■ Dataset items:
————
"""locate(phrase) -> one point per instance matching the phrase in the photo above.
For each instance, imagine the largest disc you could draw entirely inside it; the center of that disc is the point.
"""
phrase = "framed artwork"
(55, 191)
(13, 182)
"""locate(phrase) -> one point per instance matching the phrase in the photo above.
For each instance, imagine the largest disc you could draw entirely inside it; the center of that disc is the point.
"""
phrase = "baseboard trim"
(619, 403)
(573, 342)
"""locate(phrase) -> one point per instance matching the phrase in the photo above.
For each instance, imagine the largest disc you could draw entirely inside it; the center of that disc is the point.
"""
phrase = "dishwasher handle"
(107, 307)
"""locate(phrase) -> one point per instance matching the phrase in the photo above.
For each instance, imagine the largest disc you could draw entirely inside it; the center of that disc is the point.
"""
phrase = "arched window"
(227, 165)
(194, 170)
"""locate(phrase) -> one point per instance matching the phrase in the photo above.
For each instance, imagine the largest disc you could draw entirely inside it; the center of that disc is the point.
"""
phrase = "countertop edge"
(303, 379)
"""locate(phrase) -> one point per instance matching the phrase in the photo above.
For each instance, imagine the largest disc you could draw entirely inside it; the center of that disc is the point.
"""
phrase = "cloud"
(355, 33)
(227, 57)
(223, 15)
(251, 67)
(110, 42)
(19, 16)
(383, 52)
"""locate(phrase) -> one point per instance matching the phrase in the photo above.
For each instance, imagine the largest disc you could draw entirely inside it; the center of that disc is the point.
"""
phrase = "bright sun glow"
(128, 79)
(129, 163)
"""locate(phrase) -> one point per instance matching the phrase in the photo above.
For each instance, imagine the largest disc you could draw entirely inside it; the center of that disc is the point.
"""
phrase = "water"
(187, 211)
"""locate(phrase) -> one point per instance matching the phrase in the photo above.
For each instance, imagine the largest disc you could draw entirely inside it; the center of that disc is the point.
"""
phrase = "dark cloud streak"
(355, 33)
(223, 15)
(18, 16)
————
■ ABOUT THIS EXERCISE: Please retype all of the data above exactly as it appears.

■ TASK RESPONSE:
"""locate(phrase) -> one point per instance matching the phrase in the photo above.
For each instance, imagine the largest disc you could draw entirely inside it; the center of that disc is the point.
"""
phrase = "framed artwork"
(55, 191)
(13, 182)
"""locate(phrase) -> one point per instance matching the phrase in the photo above.
For each instance, imagine the largest disc you could draw entirely inside it; the center of that disc is the point.
"""
phrase = "baseboard trim"
(619, 403)
(573, 342)
"""locate(phrase) -> one point per instance matching the phrase in the photo above.
For each instance, imagine the largest disc you could draw entirely inside it; the center of that disc is the point.
"""
phrase = "dishwasher handle"
(107, 307)
"""locate(phrase) -> one point per instance matching the phrase in the photo above.
For each instance, imagine the largest disc you could draw entirely inside it; the center of that disc is the point.
"""
phrase = "arched window"
(227, 165)
(194, 170)
"""locate(phrase) -> one point per instance matching the phrase in the photo above.
For each instance, imagine the largest disc you could draw entirely inside it; the center of that disc is the point.
"""
phrase = "countertop edge"
(303, 379)
"""locate(phrase) -> one point per instance matching the phrase in the photo above.
For each instance, imagine the largest disc you could draw entirely inside it; the center of that disc is the point.
"""
phrase = "cloud"
(355, 33)
(227, 57)
(223, 15)
(251, 67)
(110, 42)
(19, 16)
(383, 52)
"""locate(phrase) -> one point per instance matching the phrase in the photo above.
For each instance, imagine the largest disc you could draw entirely inside it; the center of that disc is the point.
"""
phrase = "bright sun glow"
(128, 79)
(129, 163)
"""locate(phrase) -> one point per instance matching the phrase in the photo above.
For each instance, imagine the largest disc you could draw entirely inside it; the center of that disc is the point.
"""
phrase = "water"
(187, 211)
"""locate(phrase) -> one point per instance matching the phrase in the photo above.
For each instance, imagine the largest disc you could draw entirely inside it; the center of that disc is the point.
"""
phrase = "dark cloud streak"
(355, 33)
(223, 15)
(18, 16)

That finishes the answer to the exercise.